Instruction: Select every line in the rows below that contains the word "mountain", treating uppercase and lowercase as distinct.

Data supplied:
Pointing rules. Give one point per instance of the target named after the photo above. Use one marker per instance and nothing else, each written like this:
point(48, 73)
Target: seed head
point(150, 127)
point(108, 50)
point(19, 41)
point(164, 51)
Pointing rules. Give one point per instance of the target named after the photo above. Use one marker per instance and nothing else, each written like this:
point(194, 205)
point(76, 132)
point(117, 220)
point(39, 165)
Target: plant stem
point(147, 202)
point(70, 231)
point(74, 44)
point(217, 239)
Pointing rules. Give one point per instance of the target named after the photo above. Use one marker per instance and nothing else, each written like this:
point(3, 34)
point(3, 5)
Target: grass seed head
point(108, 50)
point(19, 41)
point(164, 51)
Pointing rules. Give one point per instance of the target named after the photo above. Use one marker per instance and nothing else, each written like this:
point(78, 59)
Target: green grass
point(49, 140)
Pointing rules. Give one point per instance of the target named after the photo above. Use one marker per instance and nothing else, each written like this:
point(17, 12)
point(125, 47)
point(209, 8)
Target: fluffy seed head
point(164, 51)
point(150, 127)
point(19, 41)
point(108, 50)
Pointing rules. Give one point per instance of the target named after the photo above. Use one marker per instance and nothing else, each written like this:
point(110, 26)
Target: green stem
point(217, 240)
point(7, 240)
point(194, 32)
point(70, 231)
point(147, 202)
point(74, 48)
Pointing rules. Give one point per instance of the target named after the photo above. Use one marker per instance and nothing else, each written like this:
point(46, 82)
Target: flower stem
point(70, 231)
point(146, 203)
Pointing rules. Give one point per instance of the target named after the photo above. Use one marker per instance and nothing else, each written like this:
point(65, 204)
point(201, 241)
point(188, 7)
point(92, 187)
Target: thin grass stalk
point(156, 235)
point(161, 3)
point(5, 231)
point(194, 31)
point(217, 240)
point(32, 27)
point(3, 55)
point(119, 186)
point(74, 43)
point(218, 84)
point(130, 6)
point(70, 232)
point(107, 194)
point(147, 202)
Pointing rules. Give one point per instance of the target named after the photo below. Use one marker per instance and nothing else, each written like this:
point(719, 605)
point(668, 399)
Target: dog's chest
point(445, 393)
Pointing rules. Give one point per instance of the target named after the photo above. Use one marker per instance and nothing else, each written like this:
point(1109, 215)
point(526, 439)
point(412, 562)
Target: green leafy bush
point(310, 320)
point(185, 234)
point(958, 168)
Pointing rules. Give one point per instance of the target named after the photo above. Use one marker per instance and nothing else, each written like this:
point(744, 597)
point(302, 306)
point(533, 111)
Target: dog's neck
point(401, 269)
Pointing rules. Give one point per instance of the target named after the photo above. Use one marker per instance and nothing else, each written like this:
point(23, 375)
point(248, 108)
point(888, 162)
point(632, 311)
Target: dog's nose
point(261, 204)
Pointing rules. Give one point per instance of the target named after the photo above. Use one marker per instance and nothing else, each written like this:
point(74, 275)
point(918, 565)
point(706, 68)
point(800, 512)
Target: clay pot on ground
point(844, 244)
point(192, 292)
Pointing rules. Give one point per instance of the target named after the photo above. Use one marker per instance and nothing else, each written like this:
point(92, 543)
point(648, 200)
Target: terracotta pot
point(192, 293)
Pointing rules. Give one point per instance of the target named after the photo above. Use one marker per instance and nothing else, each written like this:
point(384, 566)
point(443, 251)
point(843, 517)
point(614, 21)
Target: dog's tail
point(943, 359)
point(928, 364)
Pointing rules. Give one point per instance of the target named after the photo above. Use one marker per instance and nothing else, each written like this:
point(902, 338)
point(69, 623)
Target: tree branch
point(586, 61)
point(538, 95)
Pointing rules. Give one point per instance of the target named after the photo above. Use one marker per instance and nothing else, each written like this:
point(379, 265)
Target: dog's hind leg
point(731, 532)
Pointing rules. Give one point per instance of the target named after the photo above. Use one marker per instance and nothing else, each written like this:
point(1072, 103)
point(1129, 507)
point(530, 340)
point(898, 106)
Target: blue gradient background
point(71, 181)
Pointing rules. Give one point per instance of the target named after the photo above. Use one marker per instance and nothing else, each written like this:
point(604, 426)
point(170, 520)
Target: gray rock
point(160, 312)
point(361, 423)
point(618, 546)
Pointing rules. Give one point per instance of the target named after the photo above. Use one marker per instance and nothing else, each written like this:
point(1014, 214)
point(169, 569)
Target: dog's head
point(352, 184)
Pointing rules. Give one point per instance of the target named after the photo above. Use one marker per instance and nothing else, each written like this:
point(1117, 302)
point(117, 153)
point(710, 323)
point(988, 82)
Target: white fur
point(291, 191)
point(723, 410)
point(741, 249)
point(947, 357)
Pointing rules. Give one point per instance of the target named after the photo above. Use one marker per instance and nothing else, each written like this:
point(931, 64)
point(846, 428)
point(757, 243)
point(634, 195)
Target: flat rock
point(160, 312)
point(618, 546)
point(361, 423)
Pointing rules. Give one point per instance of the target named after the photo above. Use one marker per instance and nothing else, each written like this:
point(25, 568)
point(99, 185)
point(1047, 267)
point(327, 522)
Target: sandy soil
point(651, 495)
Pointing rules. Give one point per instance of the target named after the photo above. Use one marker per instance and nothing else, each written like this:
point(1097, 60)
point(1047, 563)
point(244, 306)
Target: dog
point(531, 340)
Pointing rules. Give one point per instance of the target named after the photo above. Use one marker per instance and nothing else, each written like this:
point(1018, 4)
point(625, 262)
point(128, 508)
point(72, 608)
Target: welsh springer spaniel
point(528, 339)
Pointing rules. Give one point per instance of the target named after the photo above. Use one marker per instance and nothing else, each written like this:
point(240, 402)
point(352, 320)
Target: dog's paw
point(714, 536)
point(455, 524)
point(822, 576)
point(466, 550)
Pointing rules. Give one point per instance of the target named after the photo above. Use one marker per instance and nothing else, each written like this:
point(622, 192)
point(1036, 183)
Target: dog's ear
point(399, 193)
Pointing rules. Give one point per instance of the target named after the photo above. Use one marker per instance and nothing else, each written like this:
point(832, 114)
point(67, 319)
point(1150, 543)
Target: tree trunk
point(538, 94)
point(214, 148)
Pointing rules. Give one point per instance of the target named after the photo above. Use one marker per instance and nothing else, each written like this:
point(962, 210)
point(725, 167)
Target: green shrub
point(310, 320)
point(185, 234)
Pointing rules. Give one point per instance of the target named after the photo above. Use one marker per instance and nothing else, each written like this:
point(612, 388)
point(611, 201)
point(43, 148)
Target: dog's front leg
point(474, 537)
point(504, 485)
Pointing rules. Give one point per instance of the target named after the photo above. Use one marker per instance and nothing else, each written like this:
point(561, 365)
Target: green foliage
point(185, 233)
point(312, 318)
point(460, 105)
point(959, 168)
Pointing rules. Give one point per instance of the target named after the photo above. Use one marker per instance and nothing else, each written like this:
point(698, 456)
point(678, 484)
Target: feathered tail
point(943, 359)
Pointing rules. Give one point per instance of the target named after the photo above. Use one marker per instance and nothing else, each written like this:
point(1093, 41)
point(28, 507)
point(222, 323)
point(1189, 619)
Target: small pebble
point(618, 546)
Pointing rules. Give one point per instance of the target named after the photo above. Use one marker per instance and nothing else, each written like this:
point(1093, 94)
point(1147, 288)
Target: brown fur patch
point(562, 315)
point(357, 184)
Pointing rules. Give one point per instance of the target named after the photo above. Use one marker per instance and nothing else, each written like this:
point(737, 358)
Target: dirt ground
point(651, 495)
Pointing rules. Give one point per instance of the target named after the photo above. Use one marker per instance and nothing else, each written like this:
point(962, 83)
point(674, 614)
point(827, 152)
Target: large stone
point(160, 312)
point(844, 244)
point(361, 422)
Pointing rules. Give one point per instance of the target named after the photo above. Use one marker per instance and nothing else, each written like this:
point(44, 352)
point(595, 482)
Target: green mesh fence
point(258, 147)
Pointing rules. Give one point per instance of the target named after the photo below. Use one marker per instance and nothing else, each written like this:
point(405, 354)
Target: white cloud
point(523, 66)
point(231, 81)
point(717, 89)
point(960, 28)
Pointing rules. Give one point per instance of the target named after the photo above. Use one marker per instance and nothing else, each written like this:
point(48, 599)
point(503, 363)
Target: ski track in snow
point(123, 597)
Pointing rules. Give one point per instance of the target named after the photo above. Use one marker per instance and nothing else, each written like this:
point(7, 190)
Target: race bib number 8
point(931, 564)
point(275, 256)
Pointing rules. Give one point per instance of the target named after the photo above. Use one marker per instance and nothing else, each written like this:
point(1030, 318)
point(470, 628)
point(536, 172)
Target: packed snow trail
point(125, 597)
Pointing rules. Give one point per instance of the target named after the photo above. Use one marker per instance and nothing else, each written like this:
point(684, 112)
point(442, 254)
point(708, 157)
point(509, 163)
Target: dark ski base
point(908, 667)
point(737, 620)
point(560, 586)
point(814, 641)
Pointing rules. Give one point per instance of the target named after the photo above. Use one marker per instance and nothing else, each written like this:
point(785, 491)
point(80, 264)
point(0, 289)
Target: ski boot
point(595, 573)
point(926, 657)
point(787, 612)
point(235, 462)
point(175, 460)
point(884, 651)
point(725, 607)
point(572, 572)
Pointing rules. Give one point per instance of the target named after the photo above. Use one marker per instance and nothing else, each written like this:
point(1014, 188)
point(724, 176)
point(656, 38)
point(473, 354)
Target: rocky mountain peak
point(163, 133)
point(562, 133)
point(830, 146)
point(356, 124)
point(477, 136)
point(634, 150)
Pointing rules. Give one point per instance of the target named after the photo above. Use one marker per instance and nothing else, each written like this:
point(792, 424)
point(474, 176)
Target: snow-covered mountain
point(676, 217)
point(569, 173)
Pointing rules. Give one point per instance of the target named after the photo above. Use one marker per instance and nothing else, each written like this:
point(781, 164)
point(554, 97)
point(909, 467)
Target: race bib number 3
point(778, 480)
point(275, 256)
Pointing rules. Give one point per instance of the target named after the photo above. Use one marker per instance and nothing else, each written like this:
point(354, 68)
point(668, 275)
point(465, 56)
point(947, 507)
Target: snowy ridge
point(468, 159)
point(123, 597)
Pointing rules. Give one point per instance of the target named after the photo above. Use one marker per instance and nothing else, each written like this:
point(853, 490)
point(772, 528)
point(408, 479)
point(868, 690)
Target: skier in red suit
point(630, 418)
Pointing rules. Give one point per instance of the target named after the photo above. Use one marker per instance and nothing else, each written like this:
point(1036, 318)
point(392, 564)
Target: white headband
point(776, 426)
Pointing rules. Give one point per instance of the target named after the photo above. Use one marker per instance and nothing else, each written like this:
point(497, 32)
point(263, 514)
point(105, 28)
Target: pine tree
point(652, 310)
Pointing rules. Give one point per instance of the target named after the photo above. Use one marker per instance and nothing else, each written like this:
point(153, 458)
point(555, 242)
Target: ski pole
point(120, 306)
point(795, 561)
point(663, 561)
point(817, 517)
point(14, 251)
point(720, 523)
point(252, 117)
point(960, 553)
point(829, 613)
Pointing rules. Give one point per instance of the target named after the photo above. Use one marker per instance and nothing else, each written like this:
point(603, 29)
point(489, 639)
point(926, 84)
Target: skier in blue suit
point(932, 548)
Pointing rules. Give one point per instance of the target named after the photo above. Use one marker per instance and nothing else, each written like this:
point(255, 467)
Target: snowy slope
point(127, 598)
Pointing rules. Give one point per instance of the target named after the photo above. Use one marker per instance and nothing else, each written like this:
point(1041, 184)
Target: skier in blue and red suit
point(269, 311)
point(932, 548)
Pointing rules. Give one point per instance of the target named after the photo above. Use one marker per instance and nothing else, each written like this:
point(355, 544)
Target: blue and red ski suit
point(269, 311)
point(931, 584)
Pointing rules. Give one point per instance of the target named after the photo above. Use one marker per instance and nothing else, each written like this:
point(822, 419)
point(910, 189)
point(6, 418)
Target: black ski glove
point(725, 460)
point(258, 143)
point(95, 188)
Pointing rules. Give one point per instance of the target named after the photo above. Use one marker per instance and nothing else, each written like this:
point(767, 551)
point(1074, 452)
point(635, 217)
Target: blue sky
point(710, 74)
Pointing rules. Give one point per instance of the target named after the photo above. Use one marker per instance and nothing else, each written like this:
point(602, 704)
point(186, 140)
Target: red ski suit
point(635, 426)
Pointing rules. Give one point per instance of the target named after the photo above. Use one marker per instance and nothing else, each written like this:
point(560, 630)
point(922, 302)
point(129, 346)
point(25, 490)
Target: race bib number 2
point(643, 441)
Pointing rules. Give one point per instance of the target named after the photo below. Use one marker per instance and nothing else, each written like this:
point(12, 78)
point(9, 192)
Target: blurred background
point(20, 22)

Answer for the task:
Target: rocky mountain peak
Target: snow-covered mountain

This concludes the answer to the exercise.